__Direction__.
Repeat exactly the lines from the one containing "the bee's wing" through the last line of the records below, both included, and nothing else.

>> BEGIN

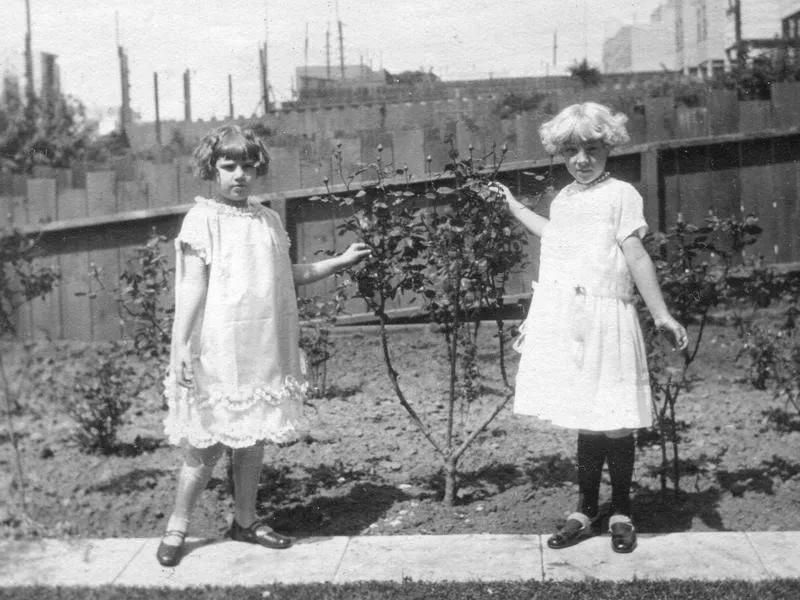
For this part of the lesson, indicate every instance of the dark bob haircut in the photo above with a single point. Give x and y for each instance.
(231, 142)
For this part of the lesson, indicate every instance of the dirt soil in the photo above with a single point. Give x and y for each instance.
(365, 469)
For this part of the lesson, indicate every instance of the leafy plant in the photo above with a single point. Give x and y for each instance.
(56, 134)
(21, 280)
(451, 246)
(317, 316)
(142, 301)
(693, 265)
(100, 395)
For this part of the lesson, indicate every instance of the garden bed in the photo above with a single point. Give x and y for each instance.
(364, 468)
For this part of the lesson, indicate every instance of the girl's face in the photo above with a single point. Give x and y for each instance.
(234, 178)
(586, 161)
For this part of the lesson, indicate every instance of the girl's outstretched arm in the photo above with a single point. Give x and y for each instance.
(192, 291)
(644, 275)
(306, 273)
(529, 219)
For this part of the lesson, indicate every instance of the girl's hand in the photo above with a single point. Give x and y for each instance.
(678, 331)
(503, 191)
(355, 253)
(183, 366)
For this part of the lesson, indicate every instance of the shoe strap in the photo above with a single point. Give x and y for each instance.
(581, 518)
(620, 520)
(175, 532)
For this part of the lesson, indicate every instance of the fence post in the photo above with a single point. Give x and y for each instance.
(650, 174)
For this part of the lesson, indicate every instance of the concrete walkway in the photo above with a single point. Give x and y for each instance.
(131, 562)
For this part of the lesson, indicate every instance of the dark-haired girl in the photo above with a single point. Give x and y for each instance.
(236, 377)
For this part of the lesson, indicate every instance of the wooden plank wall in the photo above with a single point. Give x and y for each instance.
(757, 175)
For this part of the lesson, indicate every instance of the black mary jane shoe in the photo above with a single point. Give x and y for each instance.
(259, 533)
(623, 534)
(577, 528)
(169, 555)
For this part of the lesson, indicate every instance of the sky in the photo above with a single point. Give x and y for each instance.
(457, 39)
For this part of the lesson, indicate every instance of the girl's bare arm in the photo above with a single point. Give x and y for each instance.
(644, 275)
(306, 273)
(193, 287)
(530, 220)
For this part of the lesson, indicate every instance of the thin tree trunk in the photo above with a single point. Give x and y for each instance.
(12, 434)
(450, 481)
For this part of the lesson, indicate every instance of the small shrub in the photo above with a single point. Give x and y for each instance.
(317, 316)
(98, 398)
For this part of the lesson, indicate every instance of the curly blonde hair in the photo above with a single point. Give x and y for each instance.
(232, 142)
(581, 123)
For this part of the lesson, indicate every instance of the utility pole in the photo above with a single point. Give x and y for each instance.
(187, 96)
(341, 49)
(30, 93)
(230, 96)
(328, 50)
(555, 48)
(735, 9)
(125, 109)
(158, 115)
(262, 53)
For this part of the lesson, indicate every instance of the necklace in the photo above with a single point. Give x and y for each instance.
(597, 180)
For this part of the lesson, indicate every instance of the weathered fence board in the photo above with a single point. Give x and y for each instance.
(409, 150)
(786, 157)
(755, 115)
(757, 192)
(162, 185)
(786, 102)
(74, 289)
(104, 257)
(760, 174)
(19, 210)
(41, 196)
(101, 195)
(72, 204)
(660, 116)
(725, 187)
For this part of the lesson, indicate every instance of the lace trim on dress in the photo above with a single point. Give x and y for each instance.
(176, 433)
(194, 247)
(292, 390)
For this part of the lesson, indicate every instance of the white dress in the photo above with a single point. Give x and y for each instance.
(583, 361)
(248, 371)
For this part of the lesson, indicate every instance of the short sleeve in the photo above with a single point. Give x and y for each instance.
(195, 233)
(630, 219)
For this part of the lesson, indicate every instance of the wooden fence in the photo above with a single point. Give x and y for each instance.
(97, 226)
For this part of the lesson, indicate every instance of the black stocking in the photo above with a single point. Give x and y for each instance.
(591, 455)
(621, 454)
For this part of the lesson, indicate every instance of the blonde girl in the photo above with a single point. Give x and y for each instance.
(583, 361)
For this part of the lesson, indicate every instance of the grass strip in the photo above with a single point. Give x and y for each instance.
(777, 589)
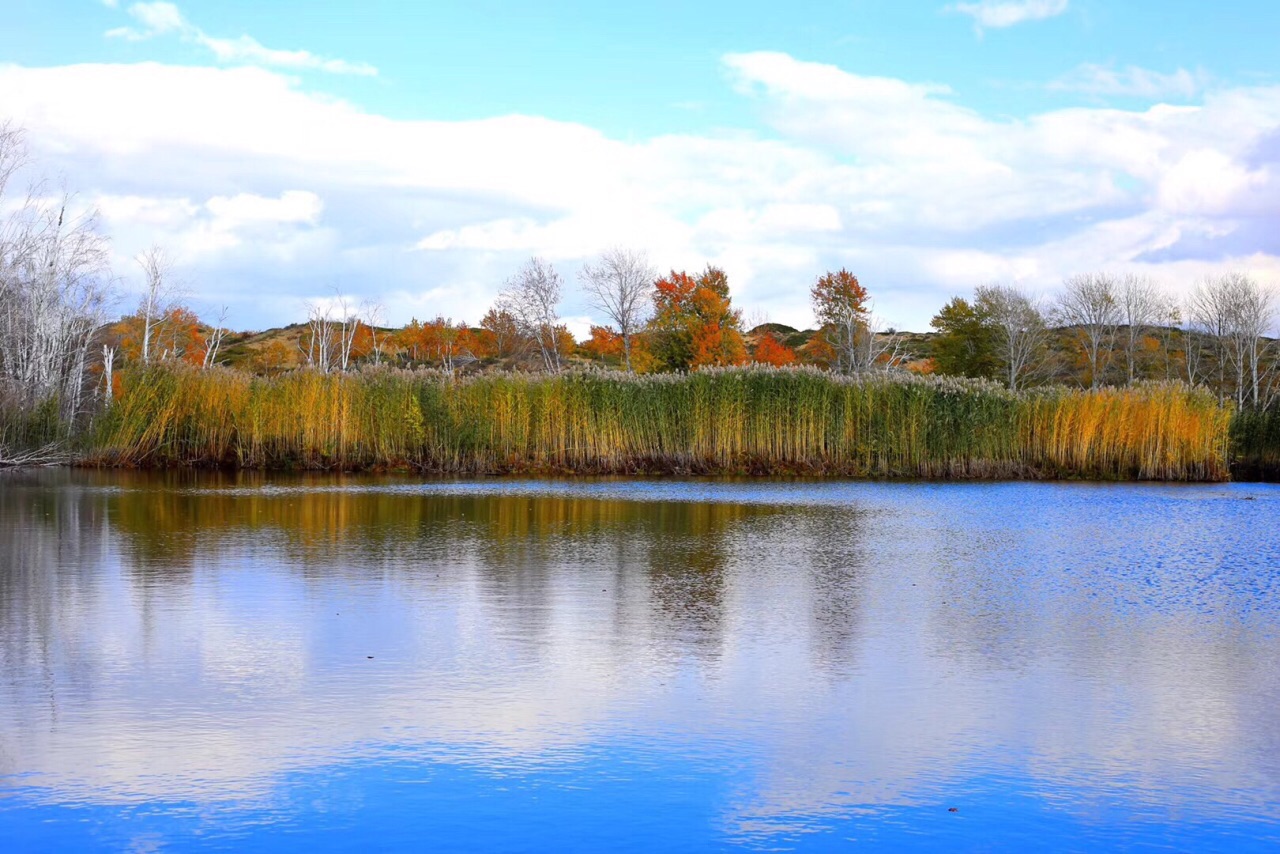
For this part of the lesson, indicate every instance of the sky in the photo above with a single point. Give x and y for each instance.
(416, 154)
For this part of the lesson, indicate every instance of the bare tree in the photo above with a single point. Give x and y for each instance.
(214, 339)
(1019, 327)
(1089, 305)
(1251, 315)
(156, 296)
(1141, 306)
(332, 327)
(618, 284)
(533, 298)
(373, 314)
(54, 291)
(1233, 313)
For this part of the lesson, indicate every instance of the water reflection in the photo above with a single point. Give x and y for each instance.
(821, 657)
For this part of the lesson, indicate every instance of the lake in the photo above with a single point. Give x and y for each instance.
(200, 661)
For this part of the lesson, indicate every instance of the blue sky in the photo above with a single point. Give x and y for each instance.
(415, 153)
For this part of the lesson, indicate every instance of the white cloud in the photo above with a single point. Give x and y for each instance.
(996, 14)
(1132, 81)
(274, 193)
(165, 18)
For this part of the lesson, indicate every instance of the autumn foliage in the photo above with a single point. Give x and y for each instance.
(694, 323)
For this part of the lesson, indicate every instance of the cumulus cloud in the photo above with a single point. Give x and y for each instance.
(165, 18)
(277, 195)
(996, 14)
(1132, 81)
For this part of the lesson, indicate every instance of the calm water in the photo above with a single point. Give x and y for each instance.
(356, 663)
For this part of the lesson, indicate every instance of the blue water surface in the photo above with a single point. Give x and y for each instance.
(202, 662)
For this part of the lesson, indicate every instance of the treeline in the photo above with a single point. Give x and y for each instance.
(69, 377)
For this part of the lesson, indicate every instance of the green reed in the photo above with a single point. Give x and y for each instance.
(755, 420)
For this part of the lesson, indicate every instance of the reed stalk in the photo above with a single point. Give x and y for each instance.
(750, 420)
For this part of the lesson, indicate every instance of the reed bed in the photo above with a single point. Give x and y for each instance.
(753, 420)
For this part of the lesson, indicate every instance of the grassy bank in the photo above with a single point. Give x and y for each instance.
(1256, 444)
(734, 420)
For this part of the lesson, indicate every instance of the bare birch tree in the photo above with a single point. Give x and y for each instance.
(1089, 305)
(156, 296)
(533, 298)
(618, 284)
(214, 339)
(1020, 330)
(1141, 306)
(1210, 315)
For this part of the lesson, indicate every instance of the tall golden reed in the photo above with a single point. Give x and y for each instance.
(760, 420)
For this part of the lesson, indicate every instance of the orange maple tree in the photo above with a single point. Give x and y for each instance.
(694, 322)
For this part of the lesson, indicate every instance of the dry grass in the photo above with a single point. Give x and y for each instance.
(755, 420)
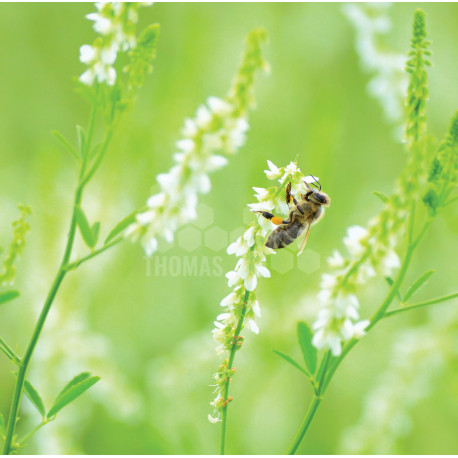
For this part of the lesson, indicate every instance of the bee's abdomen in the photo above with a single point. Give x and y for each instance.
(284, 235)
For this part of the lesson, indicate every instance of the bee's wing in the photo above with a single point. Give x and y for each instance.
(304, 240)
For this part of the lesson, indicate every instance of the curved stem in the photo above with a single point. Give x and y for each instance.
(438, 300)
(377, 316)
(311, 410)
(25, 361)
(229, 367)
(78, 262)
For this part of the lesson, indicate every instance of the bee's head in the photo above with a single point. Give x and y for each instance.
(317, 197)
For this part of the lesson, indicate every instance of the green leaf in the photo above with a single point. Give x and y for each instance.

>> END

__Exercise result__.
For this part of the lesson, indicate every instance of the bee's wing in the photo above with a single point. Give x and y for each instance.
(304, 240)
For this part of the lesson, indicate every instance of the curved stem in the photo above with a single point. Give x and y for each instance.
(438, 300)
(377, 316)
(311, 410)
(25, 361)
(229, 367)
(78, 262)
For this part of the lesson, indicate every instance of the bee's head in the photo above with a single point. Give x and y for each instance.
(317, 197)
For this part of the lesson, indicate every instance of the green leaf in the photo above with a single point. Give x and y for each instance.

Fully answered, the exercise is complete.